Problem: From the LED passage, list each operating specification it gives for LEDs, with the value stated for each.

>> BEGIN Selection

With the development of Light Emitting Diode (LEDs), which produce “White Light” another step forward was taken. An LED is similar to a conventional PN junction diode with one advantage, the LED produces a light at the PN junction, and LEDs are much more efficient than either an incandescent lamp or a fluorescent lamp. LEDs can be operated with a voltage that ranges from 1.5 to 4.5 volts d-c, require current in milliamps and have a useful life of up to 50,000 hours. Additionally, LEDs do not typically have catastrophic failures like incandescent and fluorescent lamps. Their light output does however diminish over time. The main concern for the proper operation of LED's is not the voltage but the current that is supplied to the LEDs. A higher current produces more light output but reduces the useful life expectancy of the LEDs. Another concern is that the voltage drop across the PN junction can vary greatly even from the same batch of LEDs thereby causing them to produce more or less light output from lamp to lamp. If using LED's in clusters, they should be “matched” so that all the LEDs light with the same intensity.

The problems associated with incandescent and fluorescent lamps are solved or at least minimized by the inventive LPS.

>> END Selection
>> BEGIN Provided records

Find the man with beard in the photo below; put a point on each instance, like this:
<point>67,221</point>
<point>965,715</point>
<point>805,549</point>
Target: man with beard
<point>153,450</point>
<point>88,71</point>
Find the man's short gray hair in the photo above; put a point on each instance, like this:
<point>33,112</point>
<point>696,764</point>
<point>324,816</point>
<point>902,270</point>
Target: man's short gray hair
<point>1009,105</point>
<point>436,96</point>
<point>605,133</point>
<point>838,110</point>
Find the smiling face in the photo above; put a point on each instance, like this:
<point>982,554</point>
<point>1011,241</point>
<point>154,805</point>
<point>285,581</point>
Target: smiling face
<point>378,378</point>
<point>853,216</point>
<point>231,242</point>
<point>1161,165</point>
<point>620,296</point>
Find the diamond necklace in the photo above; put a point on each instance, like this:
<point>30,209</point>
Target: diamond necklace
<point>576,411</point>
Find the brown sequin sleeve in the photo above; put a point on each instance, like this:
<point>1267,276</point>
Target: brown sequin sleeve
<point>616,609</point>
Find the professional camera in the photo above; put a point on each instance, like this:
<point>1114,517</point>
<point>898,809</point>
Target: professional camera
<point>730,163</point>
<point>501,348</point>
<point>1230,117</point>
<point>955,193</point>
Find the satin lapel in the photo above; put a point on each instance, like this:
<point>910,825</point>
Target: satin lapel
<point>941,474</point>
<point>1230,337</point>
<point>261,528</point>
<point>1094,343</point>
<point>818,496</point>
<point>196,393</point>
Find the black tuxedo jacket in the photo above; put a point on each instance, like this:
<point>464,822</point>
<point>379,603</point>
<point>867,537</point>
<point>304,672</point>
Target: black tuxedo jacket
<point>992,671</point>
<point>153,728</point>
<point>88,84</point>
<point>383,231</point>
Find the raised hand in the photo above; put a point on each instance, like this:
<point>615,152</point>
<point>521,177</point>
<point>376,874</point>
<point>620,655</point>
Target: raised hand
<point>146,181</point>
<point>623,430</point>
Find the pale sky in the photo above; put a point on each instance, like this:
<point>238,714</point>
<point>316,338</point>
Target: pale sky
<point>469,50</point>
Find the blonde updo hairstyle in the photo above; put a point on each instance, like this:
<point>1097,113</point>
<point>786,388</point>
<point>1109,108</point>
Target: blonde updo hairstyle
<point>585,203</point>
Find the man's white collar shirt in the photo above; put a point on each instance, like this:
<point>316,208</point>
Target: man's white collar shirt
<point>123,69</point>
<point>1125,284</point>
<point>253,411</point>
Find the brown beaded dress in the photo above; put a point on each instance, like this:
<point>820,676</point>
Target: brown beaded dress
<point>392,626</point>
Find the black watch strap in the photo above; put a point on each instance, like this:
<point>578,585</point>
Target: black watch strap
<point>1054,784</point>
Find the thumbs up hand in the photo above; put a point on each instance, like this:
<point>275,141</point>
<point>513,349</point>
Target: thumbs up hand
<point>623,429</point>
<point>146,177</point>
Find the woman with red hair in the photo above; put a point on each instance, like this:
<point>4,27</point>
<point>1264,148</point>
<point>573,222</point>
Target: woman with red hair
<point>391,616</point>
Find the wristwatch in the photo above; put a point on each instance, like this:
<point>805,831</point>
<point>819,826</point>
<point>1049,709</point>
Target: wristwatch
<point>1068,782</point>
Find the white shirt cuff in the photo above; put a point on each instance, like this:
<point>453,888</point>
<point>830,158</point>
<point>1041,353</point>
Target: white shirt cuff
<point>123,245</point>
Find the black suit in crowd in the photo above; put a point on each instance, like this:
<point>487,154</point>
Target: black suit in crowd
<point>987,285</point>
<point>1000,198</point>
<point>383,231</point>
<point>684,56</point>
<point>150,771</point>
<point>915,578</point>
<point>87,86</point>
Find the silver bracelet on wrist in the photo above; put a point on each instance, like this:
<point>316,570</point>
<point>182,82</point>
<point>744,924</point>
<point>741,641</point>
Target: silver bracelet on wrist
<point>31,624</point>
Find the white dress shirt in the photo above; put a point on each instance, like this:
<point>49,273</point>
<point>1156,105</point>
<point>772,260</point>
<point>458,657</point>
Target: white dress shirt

>> END Provided records

Exercise response:
- Voltage: 1.5 to 4.5 volts d-c
- Current: in milliamps
- Useful life: up to 50,000 hours